> OBJECTIVE 1
According to the Rescue Force text below, what Japanese word does Batsu's name come from?
> OBJECTIVE 2
Repeat everything in the Rescue Force text below from "Batsu's name comes" down to "a month later.".

> DOCUMENT TEXT

Upon defeat, Maen leaves for the next town with a new recharge for the Executives once they make it to her location to start anew. Maen eventually reveals herself to the Rescue Force during the Kurei City incident, suggesting a Super-Disaster Title Match with the promise to stop her attack on the city. However, she adds a second round involving the Zukcrane causing the disaster. Later at Academia City, Maen attempts to have her Zukcrane take out the Rescue Max in a diversion while the executives obtain the Omeganium she requested. Once getting it, she uses both it and them to complete her Omega Zukcrane to carry out her master plan. But the plan goes awry when she is forced to directly link up to her creation, going down when it is destroyed. Maen also aided the insane Mataro Madano/Dr. Mado, but regretted her choice of teaming up with a human when he screwed up.

Deciding to finish things and achieve her goal, Maen uses a mass firestorm to lure Super Rescue Max Crane into executing its Final Rescue, taking in enough energy to finally discard her guise and assume her true form as Batsu before scattering its being across the planet to commit global-scale genocide of the human race, while the main body remained in Japan with a barrier around it. Though the Great God Striker is able to pierce the barrier stop Batsu's plan, it was a step ahead of the UFDA's attempt with its unforeseen ability to regenerate from even the smallest remains making the battle seem hopeless. However, refusing to accept defeat, R1 and the Rescue Striker manage to enter Batsu's body and destroy it from the inside out.

Batsu's name comes from the Japanese word for "X" (バツ, batsu), seen by the cross mounted on its back, while Maen's name comes from the Japanese word for "circle" (真円, maen).

==Rescue Vehicles==

===Rescue Striker===
The Rescue Striker (レスキューストライカー, Resukyū Sutoraikā) is R1's large-scale water truck Rescue Vehicle, which carries four small-scale Rescue Vehicles to the disaster site. By itself, the Rescue Striker's Final Rescue is called the Water Cannon (ウォーターキャノン, Wōtā Kyanon), in which it shoots a jet stream of water with freezing ability. The Rescue Striker can also execute Hyper Up with the medium-scale Rescue Vehicles for more power. The Rescue Striker forms the torso of both Rescue Max and Super Rescue Max, with the Core Striker as the robot's brain. It is destroyed in the final fight with Batsu, with a new one built a month later.
- Riser Striker (ライザーストライカー, Raizā Sutoraikā): A combination of the Rescue Striker with the Rescue Riser. Its Final Rescue is the Riser Splash (ライザースプラッシュ, Raizā Supurasshu), in which it shoots twin jet streams of freezing water at distant targets.

> SUPPLIED MATERIAL

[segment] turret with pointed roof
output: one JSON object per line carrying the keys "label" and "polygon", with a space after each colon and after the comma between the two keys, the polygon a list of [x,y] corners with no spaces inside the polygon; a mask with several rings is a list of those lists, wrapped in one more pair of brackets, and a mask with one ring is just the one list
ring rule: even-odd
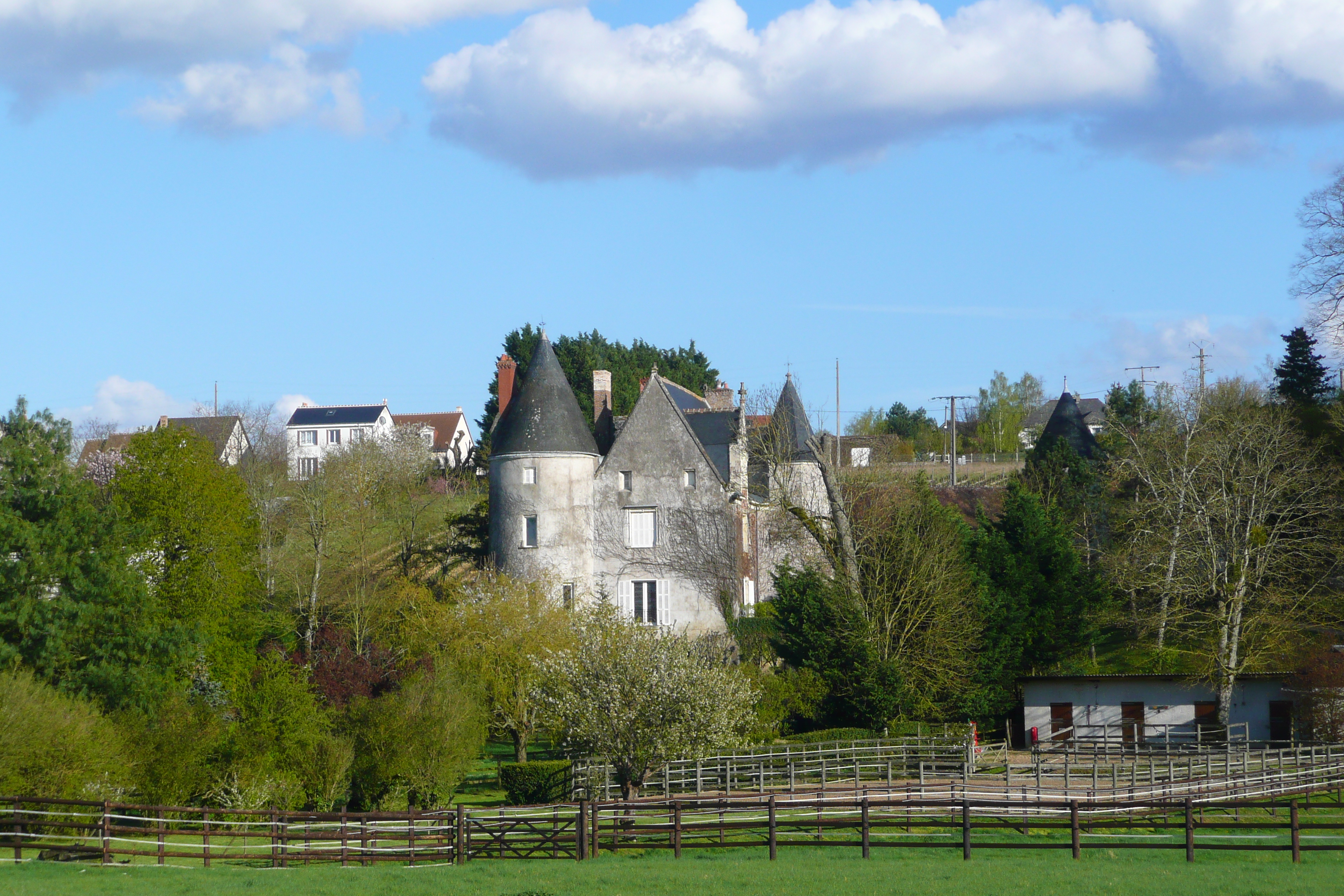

> FINAL ANSWER 1
The Japanese word for "X" (バツ, batsu).

> FINAL ANSWER 2
Batsu's name comes from the Japanese word for "X" (バツ, batsu), seen by the cross mounted on its back, while Maen's name comes from the Japanese word for "circle" (真円, maen).

==Rescue Vehicles==

===Rescue Striker===
The Rescue Striker (レスキューストライカー, Resukyū Sutoraikā) is R1's large-scale water truck Rescue Vehicle, which carries four small-scale Rescue Vehicles to the disaster site. By itself, the Rescue Striker's Final Rescue is called the Water Cannon (ウォーターキャノン, Wōtā Kyanon), in which it shoots a jet stream of water with freezing ability. The Rescue Striker can also execute Hyper Up with the medium-scale Rescue Vehicles for more power. The Rescue Striker forms the torso of both Rescue Max and Super Rescue Max, with the Core Striker as the robot's brain. It is destroyed in the final fight with Batsu, with a new one built a month later.